=== Exercise inputs ===

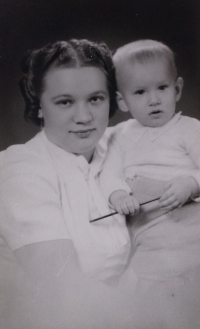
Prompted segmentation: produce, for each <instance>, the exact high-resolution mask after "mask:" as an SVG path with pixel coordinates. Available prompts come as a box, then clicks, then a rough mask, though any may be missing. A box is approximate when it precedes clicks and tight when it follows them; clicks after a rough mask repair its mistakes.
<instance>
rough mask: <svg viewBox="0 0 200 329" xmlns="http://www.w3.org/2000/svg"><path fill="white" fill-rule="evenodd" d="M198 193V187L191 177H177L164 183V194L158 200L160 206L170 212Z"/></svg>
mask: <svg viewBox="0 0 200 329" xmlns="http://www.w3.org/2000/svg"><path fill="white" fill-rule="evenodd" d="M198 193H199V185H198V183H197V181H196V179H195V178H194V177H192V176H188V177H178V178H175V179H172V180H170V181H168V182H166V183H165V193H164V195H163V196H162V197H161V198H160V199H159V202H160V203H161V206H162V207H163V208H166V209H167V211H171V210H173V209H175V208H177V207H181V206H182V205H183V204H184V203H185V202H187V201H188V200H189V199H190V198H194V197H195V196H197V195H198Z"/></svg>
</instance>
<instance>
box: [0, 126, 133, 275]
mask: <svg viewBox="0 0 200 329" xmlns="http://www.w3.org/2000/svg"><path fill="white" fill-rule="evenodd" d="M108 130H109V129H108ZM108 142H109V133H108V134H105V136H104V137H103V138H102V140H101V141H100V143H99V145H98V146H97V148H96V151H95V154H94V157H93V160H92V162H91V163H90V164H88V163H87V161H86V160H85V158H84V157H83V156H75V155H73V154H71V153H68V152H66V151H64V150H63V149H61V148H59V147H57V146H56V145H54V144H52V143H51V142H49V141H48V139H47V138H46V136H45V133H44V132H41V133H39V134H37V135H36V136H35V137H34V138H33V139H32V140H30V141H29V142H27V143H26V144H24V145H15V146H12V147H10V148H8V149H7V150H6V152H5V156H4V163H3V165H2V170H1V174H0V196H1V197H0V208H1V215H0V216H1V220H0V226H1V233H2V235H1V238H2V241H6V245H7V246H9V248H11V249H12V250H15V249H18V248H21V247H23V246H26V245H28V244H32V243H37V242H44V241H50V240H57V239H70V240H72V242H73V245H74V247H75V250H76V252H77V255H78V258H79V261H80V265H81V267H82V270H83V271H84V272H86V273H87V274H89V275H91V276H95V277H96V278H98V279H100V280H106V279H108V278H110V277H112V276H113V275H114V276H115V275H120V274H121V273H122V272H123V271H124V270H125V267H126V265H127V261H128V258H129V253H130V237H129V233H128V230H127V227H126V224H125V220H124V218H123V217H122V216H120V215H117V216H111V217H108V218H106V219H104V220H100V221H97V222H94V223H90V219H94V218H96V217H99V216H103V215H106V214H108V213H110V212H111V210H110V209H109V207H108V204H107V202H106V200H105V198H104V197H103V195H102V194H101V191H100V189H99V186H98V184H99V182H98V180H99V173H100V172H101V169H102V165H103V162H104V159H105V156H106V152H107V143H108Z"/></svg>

===

■ Exercise goal ■
Return every line of the entries above unchanged, leaving out the pictures.

■ Solution to the exercise ■
Prompted segmentation: produce, for each <instance>, the exact high-resolution mask after "mask:" as an SVG path with pixel coordinates. Available prompts come as a box, then clicks, then a rough mask, though any may be missing. A box is approximate when it precedes clicks and tight when it follows them; clicks after a rough mask repair its mistakes.
<instance>
rough mask: <svg viewBox="0 0 200 329" xmlns="http://www.w3.org/2000/svg"><path fill="white" fill-rule="evenodd" d="M198 193V187L191 177H177L164 183V194L158 200L160 206L170 212Z"/></svg>
mask: <svg viewBox="0 0 200 329" xmlns="http://www.w3.org/2000/svg"><path fill="white" fill-rule="evenodd" d="M198 193H199V185H198V183H197V181H196V179H195V178H194V177H192V176H188V177H178V178H175V179H172V180H170V181H168V182H166V183H165V193H164V195H163V196H162V197H161V198H160V199H159V202H160V203H161V206H162V207H163V208H166V209H167V211H171V210H173V209H175V208H177V207H181V206H182V205H183V204H184V203H185V202H187V201H188V200H189V199H190V198H194V197H195V196H197V195H198Z"/></svg>
</instance>
<instance>
box: [0, 126, 133, 275]
mask: <svg viewBox="0 0 200 329" xmlns="http://www.w3.org/2000/svg"><path fill="white" fill-rule="evenodd" d="M108 130H109V129H108ZM108 142H109V133H108V134H105V136H104V137H103V138H102V140H101V141H100V143H99V145H98V146H97V148H96V151H95V154H94V157H93V160H92V162H91V163H90V164H88V163H87V161H86V160H85V158H84V157H83V156H75V155H73V154H71V153H68V152H66V151H64V150H63V149H61V148H59V147H57V146H56V145H54V144H52V143H51V142H49V141H48V139H47V138H46V136H45V133H44V132H41V133H39V134H37V135H36V136H35V137H34V138H33V139H32V140H30V141H29V142H27V143H26V144H24V145H15V146H12V147H10V148H8V149H7V150H6V152H5V156H4V163H3V165H2V170H1V174H0V196H1V197H0V208H1V215H0V216H1V220H0V226H1V233H2V235H1V238H2V241H6V245H7V246H9V248H11V249H12V250H15V249H18V248H21V247H23V246H26V245H28V244H32V243H37V242H44V241H50V240H57V239H70V240H72V242H73V245H74V247H75V250H76V252H77V255H78V258H79V261H80V265H81V267H82V270H83V271H84V272H86V273H87V274H89V275H91V276H95V277H96V278H98V279H100V280H106V279H108V278H110V277H112V276H113V275H114V276H115V275H120V274H121V273H122V272H123V271H124V270H125V267H126V265H127V261H128V258H129V253H130V237H129V233H128V230H127V227H126V224H125V220H124V218H123V217H122V216H120V215H117V216H111V217H108V218H106V219H104V220H100V221H97V222H94V223H90V219H94V218H96V217H99V216H103V215H106V214H108V213H110V212H111V210H110V209H109V207H108V204H107V202H106V200H105V198H104V197H103V195H102V194H101V191H100V189H99V186H98V184H99V182H98V180H99V173H100V172H101V169H102V165H103V162H104V159H105V156H106V152H107V143H108Z"/></svg>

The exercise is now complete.